- Text segment
***

Nabta Playa was once a large internally drained basin in the Nubian Desert, located approximately 800 kilometers south of modern-day Cairo or about 100 kilometers west of Abu Simbel in southern Egypt, 22.51° north, 30.73° east. Today the region is characterized by numerous archaeological sites. The Nabta Playa archaeological site, one of the earliest of the Egyptian Neolithic Period, is dated to circa 7500 BC. Also, excavations from Nabta Playa, located about 100 km west of Abu Simbel for example, suggest that the Neolithic inhabitants of the region were migrants from Sub-Saharan Africa.

Tasian culture

The Tasian culture was the next in Upper Egypt. This culture group is named for the burials found at Der Tasa, on the east bank of the Nile between Asyut and Akhmim. The Tasian culture group is notable for producing the earliest blacktop-ware, a type of red and brown pottery that is colored black on the top portion and interior. This pottery is vital to the dating of Predynastic Egypt. Because all dates for the Predynastic period are tenuous at best, WMF Petrie developed a system called sequence dating by which the relative date, if not the absolute date, of any given Predynastic site can be ascertained by examining its pottery.

As the Predynastic period progressed, the handles on pottery evolved from functional to ornamental. The degree to which any given archaeological site has functional or ornamental pottery can also be used to determine the relative date of the site. Since there is little difference between Tasian ceramics and Badarian pottery, the Tasian Culture overlaps the Badarian range significantly. From the Tasian period onward, it appears that Upper Egypt was influenced strongly by the culture of Lower Egypt. Archaeological evidence has suggested that the Tasian and Badarian Nile Valley sites were a peripheral network of earlier African cultures that featured the movement of Badarian, Saharan, Nubian and Nilotic populations. Bruce Williams, Egyptologist, has argued that the Tasian culture was significantly related to the Sudanese-Saharan traditions from the Neolithic era which extended from regions north of Khartoum to locations near Dongola in Sudan.

Badarian culture

The Badarian culture, from about 4400 to 4000 BC, is named for the Badari site near Der Tasa. It followed the Tasian culture, but was so similar that many consider them one continuous period. The Badarian Culture continued to produce the kind of pottery called blacktop-ware (albeit much improved in quality) and was assigned Sequence Dating numbers 21–29. The primary difference that prevents scholars from merging the two periods is that Badarian sites use copper in addition to stone and are thus Chalcolithic settlements, while the Neolithic Tasian sites are still considered Stone Age.

Badarian flint tools continued to develop into sharper and more shapely blades, and the first faience was developed. Distinctly Badarian sites have been located from Nekhen to a little north of Abydos. It appears that the Fayum A culture and the Badarian and Tasian Periods overlapped significantly; however, the Fayum A culture was considerably less agricultural and was still Neolithic in nature. Several biological anthropological studies have shown strong biological affinities between the Badarians and other African populations.

***

- Task instructions
**A)** In the text on prehistoric Egypt, which Sequence Dating numbers were assigned to the Badarian culture?
**B)** Reproduce verbatim the portion of the text on prehistoric Egypt between "The Badarian culture, from" and "considered Stone Age.", inclusive.

- Recorded data
***

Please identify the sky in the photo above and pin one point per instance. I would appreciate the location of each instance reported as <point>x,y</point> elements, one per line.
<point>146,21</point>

***

- Results
**A)** 21–29

**B)**
The Badarian culture, from about 4400 to 4000 BC, is named for the Badari site near Der Tasa. It followed the Tasian culture, but was so similar that many consider them one continuous period. The Badarian Culture continued to produce the kind of pottery called blacktop-ware (albeit much improved in quality) and was assigned Sequence Dating numbers 21–29. The primary difference that prevents scholars from merging the two periods is that Badarian sites use copper in addition to stone and are thus Chalcolithic settlements, while the Neolithic Tasian sites are still considered Stone Age.